No Brasil há uma diferença enorme de regulamentos ligados ao consumidor, imputando às companhias aéreas responsabilidades que não são delas em nenhum outro lugar do mundo”, diz Sanovicz
EDUARDO SANOVICZ, presidente da ABEAR.
Segundo a indústria, esse embate gerou R$ 150 milhões de custos às empresas em 2018, valor que acabou sendo repassado ao preço do bilhete. Na conta estão, por exemplo, ações de danos morais por atrasos e cancelamentos de voos decorrentes de condições meteorológicas adversas.
O impacto das low-cost estrangeiras no país
Além da Sky, que iniciou em 2018 voos entre Santiago e Rio de Janeiro e São Paulo, outras duas companhias aéreas low costs estrangeiras passaram a voar para o país. Em março deste ano, a Norwegian estreou na rota Londres-Rio de Janeiro e a argentina Flybondi começou a ligar Buenos Aires ao Rio em outubro. Em dezembro será a vez da JetSMART com voos a partir de Santiago para Salvador e em 2020 com rotas para São Paulo e Foz do Iguaçu.

━━━━━━━━━━━━━━━━━━━━━━━━━━━━━━

### Tarefas a fazer:
(a) Quais companhias aéreas low-cost estrangeiras aparecem no trecho sobre aviação no Brasil? Cite todas.
(b) Escreva a continuação do trecho sobre aviação no Brasil, começando logo depois da última frase.

### Lista de itens:

━━━━━━━━━━━━━━━━━━━━━━━━━━━━━━

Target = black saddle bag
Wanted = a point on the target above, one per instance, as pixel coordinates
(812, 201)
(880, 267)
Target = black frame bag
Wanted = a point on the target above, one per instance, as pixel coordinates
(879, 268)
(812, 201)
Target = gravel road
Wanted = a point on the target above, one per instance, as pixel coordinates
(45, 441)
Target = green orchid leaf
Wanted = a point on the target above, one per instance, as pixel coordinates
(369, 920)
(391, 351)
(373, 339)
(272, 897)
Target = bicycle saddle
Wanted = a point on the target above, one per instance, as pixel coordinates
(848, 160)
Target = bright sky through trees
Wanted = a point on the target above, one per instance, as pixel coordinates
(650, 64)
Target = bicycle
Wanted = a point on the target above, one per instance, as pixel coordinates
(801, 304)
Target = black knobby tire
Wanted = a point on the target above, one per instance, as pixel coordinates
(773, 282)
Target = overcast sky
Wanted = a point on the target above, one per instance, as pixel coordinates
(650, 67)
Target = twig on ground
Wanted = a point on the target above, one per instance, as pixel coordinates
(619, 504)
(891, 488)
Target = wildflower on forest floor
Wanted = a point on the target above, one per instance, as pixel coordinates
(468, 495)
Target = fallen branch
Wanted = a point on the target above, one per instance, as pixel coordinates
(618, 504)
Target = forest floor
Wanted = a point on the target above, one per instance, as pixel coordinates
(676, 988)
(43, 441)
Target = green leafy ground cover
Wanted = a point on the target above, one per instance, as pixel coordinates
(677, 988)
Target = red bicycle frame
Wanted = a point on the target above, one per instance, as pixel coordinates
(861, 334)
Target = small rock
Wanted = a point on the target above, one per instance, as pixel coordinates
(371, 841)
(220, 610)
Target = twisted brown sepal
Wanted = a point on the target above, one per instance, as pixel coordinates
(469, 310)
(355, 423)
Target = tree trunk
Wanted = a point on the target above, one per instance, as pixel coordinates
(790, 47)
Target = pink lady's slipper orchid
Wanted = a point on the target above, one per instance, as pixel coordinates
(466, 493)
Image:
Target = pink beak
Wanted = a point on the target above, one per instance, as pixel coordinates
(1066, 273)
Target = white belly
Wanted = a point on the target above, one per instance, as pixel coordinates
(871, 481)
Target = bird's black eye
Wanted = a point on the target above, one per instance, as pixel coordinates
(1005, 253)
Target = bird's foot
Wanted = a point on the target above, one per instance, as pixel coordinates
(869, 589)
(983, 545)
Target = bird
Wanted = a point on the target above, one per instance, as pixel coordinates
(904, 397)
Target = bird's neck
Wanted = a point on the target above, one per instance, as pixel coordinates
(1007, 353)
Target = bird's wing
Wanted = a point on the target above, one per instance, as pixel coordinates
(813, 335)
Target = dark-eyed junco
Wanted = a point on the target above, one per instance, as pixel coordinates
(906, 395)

━━━━━━━━━━━━━━━━━━━━━━━━━━━━━━

### Respostas:
(a) Sky, Norwegian, Flybondi e JetSMART.

(b)
A possibilidade de cobrar pelo despacho de bagagem foi fundamental para que essas empresas chegassem ao país. O modelo low-cost não existe sem esse tipo de artifício. Além disso, as aéreas estrangeiras se beneficiam do fato de que em voos internacionais o combustível não é taxado como no mercado doméstico. “Essas low-costs jamais estariam voando para o Brasil se não mudasse o sistema de cobrança”, afirma Sanovicz.
Mesmo operando somente rotas internacionais inicialmente, as aéreas estrangeiras podem ajudar, inclusive, na adaptação do passageiro às novidades no setor. Nem sempre o cliente que despachou tantas vezes a bagagem sem custo consegue compreender que ele já pagava para levar a mala no porão, um valor que estava injetado na tarifa. Ao ver preços mais baixos, porém, pode ser convencido de que pode ser uma boa ideia.
Com o acalorado debate sobre o assunto, a princípio, o passageiro brasileiro demonstra sinais de que pode se acostumar. Desde que a passagem seja mais barata.
Hoje estamos passando de 60% dos bilhetes sem o despacho de bagagem. E quase sete entre dez passageiros sabem exatamente como se comportar e sabem o que está acontecendo.
EDUARDO SANOVICZ, PRESIDENTE DA ABEAR.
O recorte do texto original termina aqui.